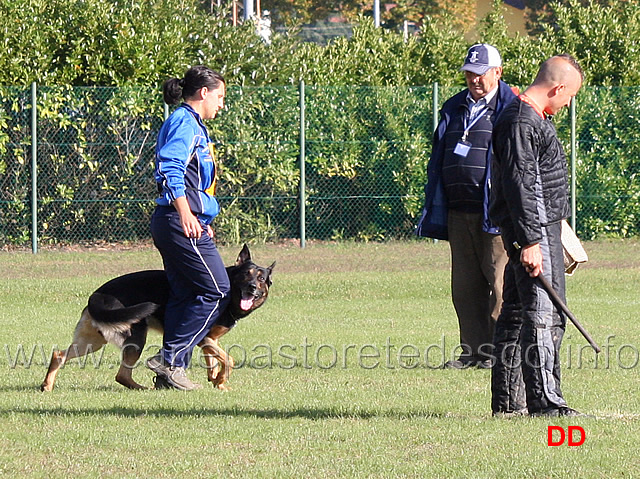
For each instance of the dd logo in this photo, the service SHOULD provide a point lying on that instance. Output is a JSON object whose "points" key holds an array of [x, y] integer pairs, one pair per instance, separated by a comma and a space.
{"points": [[558, 438]]}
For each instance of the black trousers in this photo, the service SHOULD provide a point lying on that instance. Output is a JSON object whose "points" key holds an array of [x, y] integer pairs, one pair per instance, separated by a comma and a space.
{"points": [[199, 285], [529, 332]]}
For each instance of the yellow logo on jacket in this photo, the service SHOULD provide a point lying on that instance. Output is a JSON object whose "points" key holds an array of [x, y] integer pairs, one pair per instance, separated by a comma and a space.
{"points": [[211, 191]]}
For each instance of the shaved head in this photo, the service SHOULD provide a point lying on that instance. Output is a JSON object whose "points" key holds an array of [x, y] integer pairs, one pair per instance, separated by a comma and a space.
{"points": [[557, 82], [558, 69]]}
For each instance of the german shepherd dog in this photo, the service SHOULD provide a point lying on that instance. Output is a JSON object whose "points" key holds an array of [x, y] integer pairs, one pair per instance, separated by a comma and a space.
{"points": [[122, 310]]}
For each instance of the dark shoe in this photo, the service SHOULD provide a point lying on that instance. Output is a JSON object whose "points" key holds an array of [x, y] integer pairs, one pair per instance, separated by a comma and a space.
{"points": [[160, 382], [460, 363], [510, 414], [562, 411], [175, 377]]}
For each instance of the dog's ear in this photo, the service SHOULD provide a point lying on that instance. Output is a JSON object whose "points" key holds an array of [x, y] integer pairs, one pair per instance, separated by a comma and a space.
{"points": [[269, 271], [244, 256]]}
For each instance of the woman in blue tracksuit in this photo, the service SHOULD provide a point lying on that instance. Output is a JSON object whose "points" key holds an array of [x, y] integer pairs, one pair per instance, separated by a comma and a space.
{"points": [[180, 225]]}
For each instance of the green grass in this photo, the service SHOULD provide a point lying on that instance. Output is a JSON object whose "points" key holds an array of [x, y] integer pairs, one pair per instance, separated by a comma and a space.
{"points": [[291, 412]]}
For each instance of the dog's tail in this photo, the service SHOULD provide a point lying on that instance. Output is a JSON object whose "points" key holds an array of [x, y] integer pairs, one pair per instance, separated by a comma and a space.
{"points": [[104, 308]]}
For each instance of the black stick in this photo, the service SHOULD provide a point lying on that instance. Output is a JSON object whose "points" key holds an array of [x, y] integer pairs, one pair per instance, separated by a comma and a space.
{"points": [[560, 304]]}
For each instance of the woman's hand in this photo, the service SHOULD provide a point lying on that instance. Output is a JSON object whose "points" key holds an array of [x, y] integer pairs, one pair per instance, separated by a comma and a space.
{"points": [[190, 223], [531, 259]]}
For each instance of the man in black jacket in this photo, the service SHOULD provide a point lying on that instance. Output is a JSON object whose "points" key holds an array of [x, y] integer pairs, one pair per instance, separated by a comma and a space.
{"points": [[530, 199]]}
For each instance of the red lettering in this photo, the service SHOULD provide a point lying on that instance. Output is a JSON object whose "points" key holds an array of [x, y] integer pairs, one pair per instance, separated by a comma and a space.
{"points": [[550, 441], [582, 436]]}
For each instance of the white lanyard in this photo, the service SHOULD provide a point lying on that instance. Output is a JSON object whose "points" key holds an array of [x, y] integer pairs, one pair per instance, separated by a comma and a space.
{"points": [[476, 118]]}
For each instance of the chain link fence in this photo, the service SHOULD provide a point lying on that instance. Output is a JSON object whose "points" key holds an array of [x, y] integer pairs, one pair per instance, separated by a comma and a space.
{"points": [[79, 167]]}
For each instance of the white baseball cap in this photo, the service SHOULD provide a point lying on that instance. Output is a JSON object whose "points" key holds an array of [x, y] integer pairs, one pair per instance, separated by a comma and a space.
{"points": [[480, 58]]}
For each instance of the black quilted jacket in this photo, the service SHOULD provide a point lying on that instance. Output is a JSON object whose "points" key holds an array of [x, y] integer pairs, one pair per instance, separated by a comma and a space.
{"points": [[529, 172]]}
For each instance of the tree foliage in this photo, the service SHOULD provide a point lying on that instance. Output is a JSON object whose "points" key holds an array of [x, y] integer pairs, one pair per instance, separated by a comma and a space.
{"points": [[361, 140]]}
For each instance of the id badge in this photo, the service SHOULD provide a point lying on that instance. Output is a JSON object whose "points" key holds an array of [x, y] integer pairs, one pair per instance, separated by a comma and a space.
{"points": [[462, 148]]}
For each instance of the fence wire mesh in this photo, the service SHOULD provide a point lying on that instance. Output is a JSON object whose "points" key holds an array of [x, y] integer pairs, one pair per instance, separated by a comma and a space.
{"points": [[365, 154]]}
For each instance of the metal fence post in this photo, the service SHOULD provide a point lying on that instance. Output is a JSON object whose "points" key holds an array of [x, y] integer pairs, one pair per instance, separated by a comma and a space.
{"points": [[435, 105], [34, 170], [574, 145], [303, 196]]}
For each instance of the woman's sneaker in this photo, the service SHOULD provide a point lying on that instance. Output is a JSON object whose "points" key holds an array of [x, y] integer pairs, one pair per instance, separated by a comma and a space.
{"points": [[173, 377]]}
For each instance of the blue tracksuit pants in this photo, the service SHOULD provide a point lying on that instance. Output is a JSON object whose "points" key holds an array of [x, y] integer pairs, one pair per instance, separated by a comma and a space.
{"points": [[198, 281]]}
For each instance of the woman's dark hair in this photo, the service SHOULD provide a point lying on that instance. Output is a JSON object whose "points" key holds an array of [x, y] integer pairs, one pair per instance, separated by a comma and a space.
{"points": [[175, 89]]}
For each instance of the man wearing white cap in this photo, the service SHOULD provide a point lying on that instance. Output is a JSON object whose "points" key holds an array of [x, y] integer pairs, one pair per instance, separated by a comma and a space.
{"points": [[457, 202]]}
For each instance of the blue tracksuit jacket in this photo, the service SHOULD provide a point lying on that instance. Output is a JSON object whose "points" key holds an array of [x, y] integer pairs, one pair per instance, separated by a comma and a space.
{"points": [[185, 163]]}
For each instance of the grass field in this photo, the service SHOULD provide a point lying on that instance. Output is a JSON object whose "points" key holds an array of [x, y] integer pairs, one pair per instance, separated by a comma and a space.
{"points": [[338, 376]]}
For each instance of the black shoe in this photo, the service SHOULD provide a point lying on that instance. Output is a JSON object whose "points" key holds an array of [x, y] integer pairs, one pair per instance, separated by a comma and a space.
{"points": [[562, 411], [509, 414], [460, 363], [160, 382]]}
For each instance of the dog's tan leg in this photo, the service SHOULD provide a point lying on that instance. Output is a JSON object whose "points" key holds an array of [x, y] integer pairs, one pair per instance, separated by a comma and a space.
{"points": [[219, 363], [86, 339], [130, 356]]}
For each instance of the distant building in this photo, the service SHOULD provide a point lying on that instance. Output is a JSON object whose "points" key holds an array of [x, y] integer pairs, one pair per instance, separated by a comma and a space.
{"points": [[514, 14]]}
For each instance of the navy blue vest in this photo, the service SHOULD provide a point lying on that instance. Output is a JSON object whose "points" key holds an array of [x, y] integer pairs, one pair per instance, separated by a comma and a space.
{"points": [[463, 178]]}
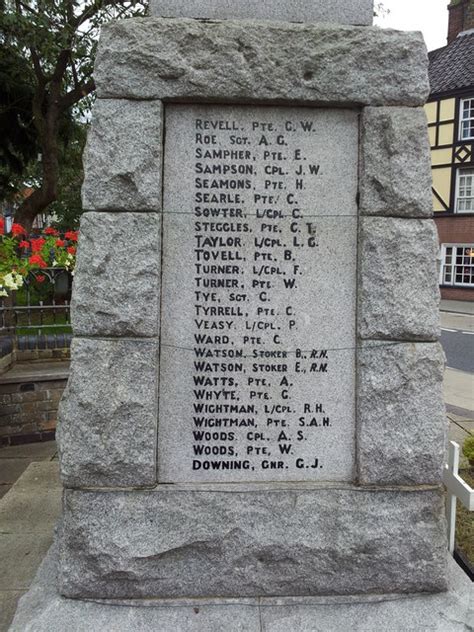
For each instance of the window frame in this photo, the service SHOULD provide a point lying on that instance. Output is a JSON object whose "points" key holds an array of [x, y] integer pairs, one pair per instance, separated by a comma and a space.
{"points": [[457, 198], [453, 265], [462, 120]]}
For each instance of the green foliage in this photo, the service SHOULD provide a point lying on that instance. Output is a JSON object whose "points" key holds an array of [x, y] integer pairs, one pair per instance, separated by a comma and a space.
{"points": [[47, 51], [19, 140], [468, 449]]}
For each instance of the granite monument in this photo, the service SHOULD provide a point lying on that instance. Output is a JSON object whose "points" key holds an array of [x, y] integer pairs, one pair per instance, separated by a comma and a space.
{"points": [[255, 407]]}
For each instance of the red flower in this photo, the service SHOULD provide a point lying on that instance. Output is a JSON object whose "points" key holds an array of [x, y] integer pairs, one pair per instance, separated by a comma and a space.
{"points": [[37, 260], [17, 229], [37, 244]]}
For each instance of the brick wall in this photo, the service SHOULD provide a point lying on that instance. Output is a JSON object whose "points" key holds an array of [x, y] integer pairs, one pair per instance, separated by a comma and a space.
{"points": [[28, 410]]}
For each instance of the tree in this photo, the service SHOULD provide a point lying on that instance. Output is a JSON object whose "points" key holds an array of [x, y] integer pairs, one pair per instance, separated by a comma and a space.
{"points": [[19, 143], [54, 44]]}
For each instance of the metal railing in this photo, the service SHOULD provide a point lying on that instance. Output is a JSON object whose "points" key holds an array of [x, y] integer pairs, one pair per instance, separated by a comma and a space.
{"points": [[25, 318], [457, 489]]}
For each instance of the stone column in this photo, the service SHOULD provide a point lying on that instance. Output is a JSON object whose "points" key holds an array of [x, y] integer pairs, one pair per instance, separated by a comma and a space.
{"points": [[366, 515]]}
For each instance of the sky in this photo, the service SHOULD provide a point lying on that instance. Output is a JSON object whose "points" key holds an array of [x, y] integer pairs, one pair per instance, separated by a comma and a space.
{"points": [[428, 16]]}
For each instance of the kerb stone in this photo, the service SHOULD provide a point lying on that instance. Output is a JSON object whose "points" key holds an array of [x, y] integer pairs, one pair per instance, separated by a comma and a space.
{"points": [[251, 62], [180, 543], [336, 11], [108, 414]]}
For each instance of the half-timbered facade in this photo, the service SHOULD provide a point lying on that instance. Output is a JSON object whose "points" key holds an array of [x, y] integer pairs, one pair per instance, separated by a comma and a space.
{"points": [[450, 113]]}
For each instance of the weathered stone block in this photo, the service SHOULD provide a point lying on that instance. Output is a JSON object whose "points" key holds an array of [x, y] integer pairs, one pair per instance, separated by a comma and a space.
{"points": [[108, 415], [401, 421], [117, 281], [395, 163], [335, 11], [249, 61], [307, 541], [123, 157], [398, 285]]}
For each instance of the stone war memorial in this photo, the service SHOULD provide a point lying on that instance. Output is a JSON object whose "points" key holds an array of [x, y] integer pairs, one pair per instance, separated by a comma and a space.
{"points": [[253, 433]]}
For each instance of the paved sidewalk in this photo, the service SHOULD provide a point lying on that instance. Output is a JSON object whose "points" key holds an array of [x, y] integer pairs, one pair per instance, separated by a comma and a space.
{"points": [[14, 461], [458, 307], [28, 513]]}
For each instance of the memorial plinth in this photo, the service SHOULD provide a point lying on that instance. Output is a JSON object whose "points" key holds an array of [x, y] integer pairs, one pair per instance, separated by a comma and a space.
{"points": [[253, 430]]}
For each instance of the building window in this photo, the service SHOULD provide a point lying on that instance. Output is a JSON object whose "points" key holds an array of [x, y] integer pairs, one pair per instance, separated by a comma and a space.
{"points": [[465, 191], [467, 119], [457, 265]]}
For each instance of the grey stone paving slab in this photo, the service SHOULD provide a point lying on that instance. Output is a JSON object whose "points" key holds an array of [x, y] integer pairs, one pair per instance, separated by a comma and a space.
{"points": [[4, 489], [11, 469], [32, 451], [175, 542], [123, 154], [335, 11], [398, 291], [43, 610], [20, 555], [247, 61], [447, 612], [39, 477], [117, 290], [36, 372], [108, 414], [395, 165], [29, 511]]}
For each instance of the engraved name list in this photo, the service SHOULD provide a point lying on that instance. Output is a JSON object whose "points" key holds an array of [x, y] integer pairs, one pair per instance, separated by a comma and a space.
{"points": [[258, 294]]}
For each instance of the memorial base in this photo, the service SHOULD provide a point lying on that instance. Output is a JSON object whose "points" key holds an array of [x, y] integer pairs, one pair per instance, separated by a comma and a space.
{"points": [[42, 609]]}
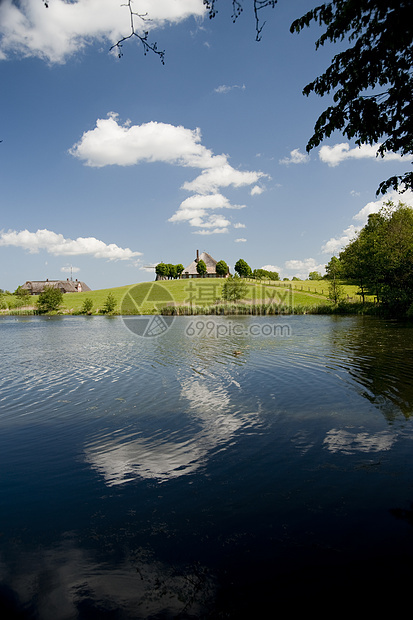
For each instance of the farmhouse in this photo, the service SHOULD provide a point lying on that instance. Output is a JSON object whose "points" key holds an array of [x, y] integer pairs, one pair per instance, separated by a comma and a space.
{"points": [[211, 265], [35, 287]]}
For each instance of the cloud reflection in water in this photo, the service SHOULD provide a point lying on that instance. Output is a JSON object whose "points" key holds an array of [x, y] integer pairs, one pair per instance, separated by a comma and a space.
{"points": [[207, 420]]}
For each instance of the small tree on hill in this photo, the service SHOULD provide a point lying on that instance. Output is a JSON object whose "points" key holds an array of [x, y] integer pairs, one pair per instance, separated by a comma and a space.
{"points": [[109, 305], [234, 289], [161, 270], [87, 306], [335, 292], [221, 268], [201, 268], [242, 268], [50, 300]]}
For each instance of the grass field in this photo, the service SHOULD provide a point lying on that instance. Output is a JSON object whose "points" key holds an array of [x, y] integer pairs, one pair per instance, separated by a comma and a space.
{"points": [[153, 298]]}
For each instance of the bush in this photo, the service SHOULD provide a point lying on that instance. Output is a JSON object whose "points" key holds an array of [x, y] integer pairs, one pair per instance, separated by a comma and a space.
{"points": [[87, 306], [234, 289]]}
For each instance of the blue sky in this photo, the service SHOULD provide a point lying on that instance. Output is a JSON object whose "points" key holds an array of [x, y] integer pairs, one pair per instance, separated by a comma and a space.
{"points": [[112, 165]]}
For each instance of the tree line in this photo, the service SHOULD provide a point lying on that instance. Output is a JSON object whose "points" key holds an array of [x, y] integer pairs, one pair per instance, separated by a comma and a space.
{"points": [[380, 259], [168, 271]]}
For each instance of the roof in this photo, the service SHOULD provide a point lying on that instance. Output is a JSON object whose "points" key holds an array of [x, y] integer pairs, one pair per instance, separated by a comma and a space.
{"points": [[68, 286], [210, 262]]}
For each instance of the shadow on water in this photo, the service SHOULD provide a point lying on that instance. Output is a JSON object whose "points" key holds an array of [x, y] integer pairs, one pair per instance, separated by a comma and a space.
{"points": [[208, 475]]}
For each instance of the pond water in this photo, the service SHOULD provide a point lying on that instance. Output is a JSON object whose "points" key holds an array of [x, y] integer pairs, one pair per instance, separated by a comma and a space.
{"points": [[227, 466]]}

EXERCISE INSTRUCTIONS> The answer should hold exactly the lines running from the one with "For each instance of the shadow" to the final line of the data, both ends counted.

PROBLEM SOLUTION>
For each instance of the shadow on water in this photo, the service SHOULD provide a point lying on that instance. Output is a JSON object whose "points" key holds an array of [x, y] integer pairs, one pair per instance, separated by a comma and a space.
{"points": [[208, 475]]}
For each instance of the pond water in this photo, the service SHOULD provide a point lying on that instance. Output is a JSON object whose "points" key holds an array of [x, y] integer pairs, one pair per instance, separated by a comma and a space.
{"points": [[227, 466]]}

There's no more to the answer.